- _Vorliegender Text_:
■ ■ ■ ■

Freitag, 17. März 2017

Weißt du eigentlich, wer du bist?

Wenn es um die Identität geht, wissen viele immer schnell einiges über sich zu berichten. Doch das Problem hierbei ist, dass viele bei ihrer Identität nur die Was-Frage beantworten können, aber nicht die Wer-Frage.

Was bin ich? Ich bin Muslim. Ich bin Anhänger dieser Gruppe. Ich bin Schüler dieses Gelehrten. Ich bin der Freund/die Freundin von Soundso. Ich bin der Mitarbeiter bei Firma X. Ich bin der Sohn, die Tochter usw.

Jeder definiert sich durch die Beziehungen die er hat. Dadurch, dass wir bewusste Diener Allāhs sind, sagen wir, dass wir Muslime sind. Doch für viele Menschen ist dieses Was, wenn es um ihren Islam geht sehr leer, wären da nicht die Grenzen.
Heutzutage definieren sich viele aktive und junge Muslime nicht durch Inhalte, sondern durch Grenzen. Das heißt, dass man sich abgrenzt und sagt, was man nicht ist, statt zu sagen, was man ist. Es bilden sich viele Gruppierungen, die ein revolutionäres Verständnis der Lossagung (Al-Barāʾ) entwickeln und sich von allem lossagen, bis sie einen Rahmen finden, wo sie am Ende sagen können: "Ich und meinesgleichen ist mit mir in diesem Rahmen und alle, die nicht so sind wie ich, habe ich von mir getrennt, indem ich mich von ihnen losgesagt habe."

■ ■ ■ ■

- _Datenübersicht_:
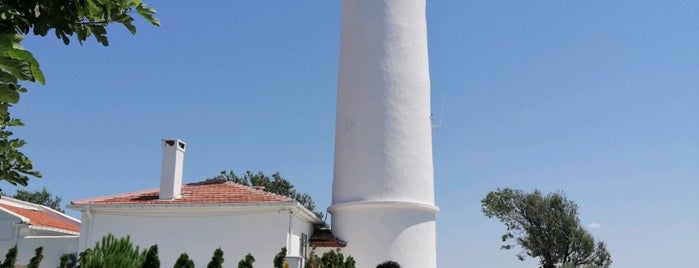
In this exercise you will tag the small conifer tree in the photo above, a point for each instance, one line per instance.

■ ■ ■ ■

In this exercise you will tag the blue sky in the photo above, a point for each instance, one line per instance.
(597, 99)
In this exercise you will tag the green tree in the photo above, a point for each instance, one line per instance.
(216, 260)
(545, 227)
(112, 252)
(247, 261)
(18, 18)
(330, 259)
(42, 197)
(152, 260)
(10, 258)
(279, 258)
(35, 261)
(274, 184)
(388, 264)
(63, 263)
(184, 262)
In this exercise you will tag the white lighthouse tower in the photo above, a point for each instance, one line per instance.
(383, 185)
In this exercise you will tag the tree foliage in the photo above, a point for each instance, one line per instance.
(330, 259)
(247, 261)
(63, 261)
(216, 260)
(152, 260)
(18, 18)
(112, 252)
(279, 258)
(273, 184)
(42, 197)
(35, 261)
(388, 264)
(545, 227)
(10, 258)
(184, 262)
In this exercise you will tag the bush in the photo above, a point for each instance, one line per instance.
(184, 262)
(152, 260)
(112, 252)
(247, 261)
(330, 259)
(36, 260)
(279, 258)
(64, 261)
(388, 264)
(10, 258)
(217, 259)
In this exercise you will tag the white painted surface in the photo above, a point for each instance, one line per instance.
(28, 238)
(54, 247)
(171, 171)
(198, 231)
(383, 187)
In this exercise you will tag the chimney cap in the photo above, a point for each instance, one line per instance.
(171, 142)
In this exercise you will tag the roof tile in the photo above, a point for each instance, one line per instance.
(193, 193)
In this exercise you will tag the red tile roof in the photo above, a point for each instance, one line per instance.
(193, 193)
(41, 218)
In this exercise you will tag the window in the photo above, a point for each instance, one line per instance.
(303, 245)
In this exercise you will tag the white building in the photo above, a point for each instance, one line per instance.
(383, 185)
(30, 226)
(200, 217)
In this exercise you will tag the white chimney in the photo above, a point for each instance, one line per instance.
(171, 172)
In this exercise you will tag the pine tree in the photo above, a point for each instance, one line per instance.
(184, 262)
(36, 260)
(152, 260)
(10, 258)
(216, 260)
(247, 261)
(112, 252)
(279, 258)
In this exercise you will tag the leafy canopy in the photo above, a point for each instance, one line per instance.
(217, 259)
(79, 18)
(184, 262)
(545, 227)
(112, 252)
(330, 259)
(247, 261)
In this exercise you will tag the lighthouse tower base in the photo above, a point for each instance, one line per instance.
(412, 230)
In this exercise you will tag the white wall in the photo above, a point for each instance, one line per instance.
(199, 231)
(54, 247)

■ ■ ■ ■

- _Fragen zum Text_:
a) Gib aus dem Text über Identität den Abschnitt von "Weißt du eigentlich, wer" bis "die Tochter usw." wortgetreu aus.
b) Führe alle Sätze aus dem Text über Identität auf, die mit "Ich bin" beginnen.

- _Lösungen_:
a)
Weißt du eigentlich, wer du bist?

Wenn es um die Identität geht, wissen viele immer schnell einiges über sich zu berichten. Doch das Problem hierbei ist, dass viele bei ihrer Identität nur die Was-Frage beantworten können, aber nicht die Wer-Frage.

Was bin ich? Ich bin Muslim. Ich bin Anhänger dieser Gruppe. Ich bin Schüler dieses Gelehrten. Ich bin der Freund/die Freundin von Soundso. Ich bin der Mitarbeiter bei Firma X. Ich bin der Sohn, die Tochter usw.

b)
- Ich bin Muslim.
- Ich bin Anhänger dieser Gruppe.
- Ich bin Schüler dieses Gelehrten.
- Ich bin der Freund/die Freundin von Soundso.
- Ich bin der Mitarbeiter bei Firma X.
- Ich bin der Sohn, die Tochter usw.